*ASSIGNMENT*. Quote every entry word for word.

(Source records)
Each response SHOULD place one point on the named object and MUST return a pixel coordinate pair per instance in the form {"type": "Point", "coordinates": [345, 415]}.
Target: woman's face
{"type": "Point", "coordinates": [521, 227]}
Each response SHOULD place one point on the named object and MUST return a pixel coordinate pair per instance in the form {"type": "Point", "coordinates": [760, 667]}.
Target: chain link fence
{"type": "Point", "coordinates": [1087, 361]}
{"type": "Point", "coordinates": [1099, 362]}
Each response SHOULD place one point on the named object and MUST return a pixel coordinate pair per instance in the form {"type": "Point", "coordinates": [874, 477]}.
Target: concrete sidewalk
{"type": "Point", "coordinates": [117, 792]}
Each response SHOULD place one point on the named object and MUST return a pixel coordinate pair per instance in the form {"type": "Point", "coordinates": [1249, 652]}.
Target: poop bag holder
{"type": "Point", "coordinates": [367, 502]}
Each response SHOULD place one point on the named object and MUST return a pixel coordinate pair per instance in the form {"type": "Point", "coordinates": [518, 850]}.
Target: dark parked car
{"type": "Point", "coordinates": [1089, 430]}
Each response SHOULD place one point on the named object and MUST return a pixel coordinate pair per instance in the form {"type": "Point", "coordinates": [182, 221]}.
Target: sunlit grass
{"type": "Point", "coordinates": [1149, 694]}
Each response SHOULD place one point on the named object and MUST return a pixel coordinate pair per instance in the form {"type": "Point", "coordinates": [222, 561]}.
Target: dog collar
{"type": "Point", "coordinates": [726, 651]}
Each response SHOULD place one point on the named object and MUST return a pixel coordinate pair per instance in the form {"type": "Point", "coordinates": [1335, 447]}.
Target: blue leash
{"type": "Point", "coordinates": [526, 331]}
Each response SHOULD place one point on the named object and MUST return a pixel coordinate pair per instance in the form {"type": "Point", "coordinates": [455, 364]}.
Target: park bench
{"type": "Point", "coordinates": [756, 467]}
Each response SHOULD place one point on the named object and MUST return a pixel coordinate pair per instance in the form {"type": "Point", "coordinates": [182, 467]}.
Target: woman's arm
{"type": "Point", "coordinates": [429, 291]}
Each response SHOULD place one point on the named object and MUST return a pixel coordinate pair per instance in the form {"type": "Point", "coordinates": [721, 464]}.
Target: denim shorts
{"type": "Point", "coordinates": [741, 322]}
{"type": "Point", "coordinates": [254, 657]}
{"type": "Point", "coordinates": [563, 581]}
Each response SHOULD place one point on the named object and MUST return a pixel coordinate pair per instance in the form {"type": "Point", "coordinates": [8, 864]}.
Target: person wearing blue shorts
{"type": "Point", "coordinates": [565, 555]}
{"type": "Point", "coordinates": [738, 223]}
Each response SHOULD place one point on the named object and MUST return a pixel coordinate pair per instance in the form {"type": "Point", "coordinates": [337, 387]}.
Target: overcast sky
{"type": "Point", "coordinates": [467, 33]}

*ANSWER FOR THIS EXERCISE*.
Each response SHOULD place one point on the named object and MUST return a pixel coordinate pair per instance in the form {"type": "Point", "coordinates": [345, 415]}.
Target: woman's face
{"type": "Point", "coordinates": [521, 227]}
Each response SHOULD place one point on the named object and MUST return a pixel coordinate pair per instance in the form {"type": "Point", "coordinates": [760, 667]}.
Target: chain link fence
{"type": "Point", "coordinates": [1087, 361]}
{"type": "Point", "coordinates": [1099, 362]}
Each response SHOULD place one point on the named object and MUST return a pixel coordinate pair per instance in the form {"type": "Point", "coordinates": [874, 477]}.
Target: concrete sidewalk
{"type": "Point", "coordinates": [117, 792]}
Each response SHOULD place one point on the named object and MUST return a pixel coordinate pair per instance in the form {"type": "Point", "coordinates": [1249, 652]}.
Target: poop bag holder
{"type": "Point", "coordinates": [367, 502]}
Each response SHOULD place one point on the named object and MUST return a pixel coordinate pair per instance in the form {"type": "Point", "coordinates": [518, 850]}.
Target: dark parked car
{"type": "Point", "coordinates": [1089, 430]}
Each response SHOULD place one point on the named object and MUST return a pixel coordinate pair per instance in the form {"type": "Point", "coordinates": [182, 221]}.
Target: sunlit grass
{"type": "Point", "coordinates": [1149, 694]}
Each response SHOULD place one point on the named object and MUST return a pixel coordinate pair per instance in the form {"type": "Point", "coordinates": [222, 561]}.
Target: dog collar
{"type": "Point", "coordinates": [726, 651]}
Each response SHOULD place one point on the named object and MUST return a pixel coordinate pair per instance in the form {"type": "Point", "coordinates": [1335, 447]}.
Target: blue leash
{"type": "Point", "coordinates": [526, 331]}
Each response SHOULD place one point on the named object and MUST return a pixel coordinate pair per instance in the form {"type": "Point", "coordinates": [455, 364]}.
Target: park bench
{"type": "Point", "coordinates": [756, 467]}
Each response SHOULD place one point on the named object and MUST return a pixel coordinate pair per instance in the form {"type": "Point", "coordinates": [182, 467]}.
Target: woman's arm
{"type": "Point", "coordinates": [429, 291]}
Each response SHOULD place one point on the named object and MUST return a pixel coordinate pair per instance in the form {"type": "Point", "coordinates": [721, 464]}.
Target: denim shorts
{"type": "Point", "coordinates": [741, 322]}
{"type": "Point", "coordinates": [254, 657]}
{"type": "Point", "coordinates": [563, 581]}
Each response SHOULD place one point on the named object and MUST return a pixel coordinate pair per instance in the form {"type": "Point", "coordinates": [8, 864]}.
Target: person wearing blue shorts
{"type": "Point", "coordinates": [565, 555]}
{"type": "Point", "coordinates": [738, 223]}
Each response SHOULD place one point on the named object and MUST return a pixel coordinate pair per instance in the form {"type": "Point", "coordinates": [337, 387]}.
Target: overcast sky
{"type": "Point", "coordinates": [467, 33]}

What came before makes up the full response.